Document text
____

UNITED STATES

SECURITIES AND EXCHANGE COMMISSION

Washington, D.C. 20549

 

FORM 8-K

 

CURRENT REPORT

Pursuant to Section 13 or 15(d) of the

Securities Exchange Act of 1934

 

January 7, 2008

Date of Report (Date of Earliest Event Reported)

 

FIRST COMMUNITY BANCORP

(Exact Name of Registrant As Specified In Its Charter)

 

CALIFORNIA

(State or Other Jurisdiction of Incorporation)

 

00-30747

 

33-0885320

 (Commission File Number)

 

 (IRS Employer Identification No.)

 

401 West “A” Street

San Diego, California 92101

(Address of Principal Executive Offices)(Zip Code)

 

(619) 233-5588

(Registrant’s Telephone Number, including Area Code)

____

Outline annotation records
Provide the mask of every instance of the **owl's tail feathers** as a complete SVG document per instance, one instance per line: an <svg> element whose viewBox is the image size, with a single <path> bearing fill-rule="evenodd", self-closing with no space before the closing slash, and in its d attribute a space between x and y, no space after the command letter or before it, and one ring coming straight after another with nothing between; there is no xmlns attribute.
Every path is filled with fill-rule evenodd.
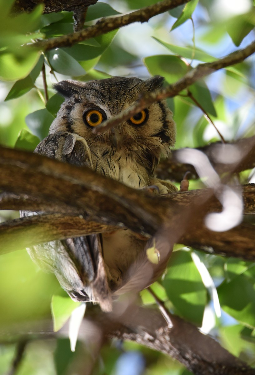
<svg viewBox="0 0 255 375"><path fill-rule="evenodd" d="M93 299L98 301L103 311L109 312L112 310L112 294L108 285L102 257L98 259L96 277L92 282L91 288Z"/></svg>

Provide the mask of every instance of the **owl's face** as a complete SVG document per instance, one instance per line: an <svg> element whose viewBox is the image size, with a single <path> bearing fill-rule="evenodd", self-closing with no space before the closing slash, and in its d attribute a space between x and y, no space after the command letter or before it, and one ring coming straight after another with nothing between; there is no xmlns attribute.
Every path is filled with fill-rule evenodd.
<svg viewBox="0 0 255 375"><path fill-rule="evenodd" d="M175 139L172 114L164 100L153 104L102 134L94 134L92 130L134 103L141 93L161 86L163 80L158 76L145 81L134 77L114 77L88 82L60 82L55 88L65 100L51 126L50 134L68 131L82 137L89 147L107 144L117 152L125 150L129 153L150 153L156 159L157 164L161 156L167 154Z"/></svg>

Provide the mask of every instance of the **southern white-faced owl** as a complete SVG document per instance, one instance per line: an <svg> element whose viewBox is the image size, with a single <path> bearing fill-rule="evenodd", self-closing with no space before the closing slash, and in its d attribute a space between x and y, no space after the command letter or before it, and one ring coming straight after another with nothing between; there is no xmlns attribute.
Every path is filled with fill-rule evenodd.
<svg viewBox="0 0 255 375"><path fill-rule="evenodd" d="M154 90L163 81L159 76L144 81L114 77L56 84L65 100L49 135L35 152L87 166L135 189L156 185L160 194L175 191L171 183L154 175L160 158L166 156L175 139L172 114L164 100L101 135L92 132L135 102L141 93ZM120 229L52 242L28 251L41 267L55 272L75 300L99 302L103 310L109 310L112 297L141 290L164 271L166 260L159 266L150 263L146 253L148 246L146 239L129 230Z"/></svg>

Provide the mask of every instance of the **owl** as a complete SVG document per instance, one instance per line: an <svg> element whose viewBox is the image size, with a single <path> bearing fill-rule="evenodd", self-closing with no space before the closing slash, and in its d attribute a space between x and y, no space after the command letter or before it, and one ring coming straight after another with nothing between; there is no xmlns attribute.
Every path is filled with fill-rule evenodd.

____

Directives
[a] Answer these questions from the Form 8-K cover page, one per line:
(i) What date is given as the date of report?
(ii) In which state is the registrant incorporated?
(iii) What is the registrant's telephone number?
[b] Do these statements agree with the Form 8-K cover page? For each, answer yes or no and quote the words that decide it.
(i) The registrant's name is First Community Bancorp.
(ii) The principal executive offices are in Los Angeles.
(iii) The report is filed under the Securities Exchange Act of 1934.
[c] Can you rewrite the Form 8-K cover page starting with "Date of Report" and going on through "Jurisdiction of Incorporation)", renaming "Charter" to "Articles of Incorporation"?

Task-by-task answers
[a]
(i) January 7, 2008
(ii) California
(iii) (619) 233-5588

[b]
(i) Yes: "FIRST COMMUNITY BANCORP"
(ii) No: "San Diego, California 92101"
(iii) Yes: "Securities Exchange Act of 1934"

[c]
Date of Report (Date of Earliest Event Reported)

 

FIRST COMMUNITY BANCORP

(Exact Name of Registrant As Specified In Its Articles of Incorporation)

 

CALIFORNIA

(State or Other Jurisdiction of Incorporation)